Would you please copy each line below that includes the string "apron"?
+++
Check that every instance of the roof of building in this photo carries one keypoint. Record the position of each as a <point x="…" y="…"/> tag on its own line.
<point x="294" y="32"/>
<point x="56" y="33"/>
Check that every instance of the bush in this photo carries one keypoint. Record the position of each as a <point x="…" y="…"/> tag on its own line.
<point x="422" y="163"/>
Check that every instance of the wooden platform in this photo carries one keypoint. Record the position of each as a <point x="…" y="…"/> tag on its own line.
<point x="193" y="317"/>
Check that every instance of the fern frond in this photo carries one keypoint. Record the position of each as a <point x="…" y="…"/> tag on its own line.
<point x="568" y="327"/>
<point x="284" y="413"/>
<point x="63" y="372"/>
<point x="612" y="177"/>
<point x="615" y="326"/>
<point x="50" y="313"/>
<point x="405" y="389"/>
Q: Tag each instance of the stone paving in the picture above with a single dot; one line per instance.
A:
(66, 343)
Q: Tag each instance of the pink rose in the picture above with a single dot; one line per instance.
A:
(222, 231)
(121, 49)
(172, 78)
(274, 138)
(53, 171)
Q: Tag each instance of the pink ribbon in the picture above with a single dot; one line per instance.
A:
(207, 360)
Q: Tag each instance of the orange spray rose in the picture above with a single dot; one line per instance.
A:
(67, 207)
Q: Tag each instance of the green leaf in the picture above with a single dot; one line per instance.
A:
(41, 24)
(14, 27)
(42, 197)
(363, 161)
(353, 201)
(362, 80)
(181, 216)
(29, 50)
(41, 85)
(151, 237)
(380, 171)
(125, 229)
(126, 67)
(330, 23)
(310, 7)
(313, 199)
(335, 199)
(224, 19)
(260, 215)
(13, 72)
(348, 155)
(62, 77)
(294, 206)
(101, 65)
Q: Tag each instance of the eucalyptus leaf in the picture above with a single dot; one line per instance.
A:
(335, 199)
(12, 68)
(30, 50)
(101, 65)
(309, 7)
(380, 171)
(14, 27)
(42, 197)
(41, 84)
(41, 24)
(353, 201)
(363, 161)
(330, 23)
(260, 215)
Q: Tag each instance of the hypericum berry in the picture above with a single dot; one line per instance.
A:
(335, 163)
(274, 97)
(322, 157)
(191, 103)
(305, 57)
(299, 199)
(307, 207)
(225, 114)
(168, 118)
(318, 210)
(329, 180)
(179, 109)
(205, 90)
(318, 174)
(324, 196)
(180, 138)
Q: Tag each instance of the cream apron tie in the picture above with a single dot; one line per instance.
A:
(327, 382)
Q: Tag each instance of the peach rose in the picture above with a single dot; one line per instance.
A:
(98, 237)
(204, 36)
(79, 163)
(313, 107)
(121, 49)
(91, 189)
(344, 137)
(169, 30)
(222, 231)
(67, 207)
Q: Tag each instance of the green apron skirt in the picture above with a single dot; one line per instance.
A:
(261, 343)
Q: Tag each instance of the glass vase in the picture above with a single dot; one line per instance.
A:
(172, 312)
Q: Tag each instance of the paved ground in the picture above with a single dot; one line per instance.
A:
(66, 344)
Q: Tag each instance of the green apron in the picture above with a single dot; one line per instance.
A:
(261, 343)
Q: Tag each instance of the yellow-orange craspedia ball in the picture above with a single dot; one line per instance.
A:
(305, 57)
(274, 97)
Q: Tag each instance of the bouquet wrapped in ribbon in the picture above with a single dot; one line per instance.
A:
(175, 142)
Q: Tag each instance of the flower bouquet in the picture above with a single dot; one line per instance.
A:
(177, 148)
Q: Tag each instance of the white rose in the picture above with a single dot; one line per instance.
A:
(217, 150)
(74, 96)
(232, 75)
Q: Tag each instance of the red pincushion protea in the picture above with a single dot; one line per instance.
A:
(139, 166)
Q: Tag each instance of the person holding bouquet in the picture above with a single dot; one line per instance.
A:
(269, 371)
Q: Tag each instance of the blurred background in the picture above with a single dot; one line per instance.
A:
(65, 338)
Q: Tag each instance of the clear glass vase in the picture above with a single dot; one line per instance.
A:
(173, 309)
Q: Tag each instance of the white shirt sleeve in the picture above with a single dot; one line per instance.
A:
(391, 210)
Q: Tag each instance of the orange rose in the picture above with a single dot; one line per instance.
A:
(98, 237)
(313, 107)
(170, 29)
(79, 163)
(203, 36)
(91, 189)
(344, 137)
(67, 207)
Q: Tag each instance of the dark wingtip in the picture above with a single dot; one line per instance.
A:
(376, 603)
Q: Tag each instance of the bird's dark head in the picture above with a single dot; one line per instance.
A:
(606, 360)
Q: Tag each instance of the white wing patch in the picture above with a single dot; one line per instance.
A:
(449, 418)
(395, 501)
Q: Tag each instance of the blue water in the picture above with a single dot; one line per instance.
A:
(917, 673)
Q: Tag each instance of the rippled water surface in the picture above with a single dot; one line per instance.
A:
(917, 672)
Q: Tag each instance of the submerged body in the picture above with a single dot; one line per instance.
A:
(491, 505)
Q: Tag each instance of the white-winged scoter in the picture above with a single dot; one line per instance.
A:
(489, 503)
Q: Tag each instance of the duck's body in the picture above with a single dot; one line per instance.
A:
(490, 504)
+++
ANSWER TO THE EXERCISE -
Q: Tag each instance of the cream apron tie in the picture above with a single dot; one line per instance.
Q: Tag each instance of the green apron skirt in the picture above with a single dot; one line per instance.
Q: Tag each instance of the green apron in the picture above with a single dot; one line per instance.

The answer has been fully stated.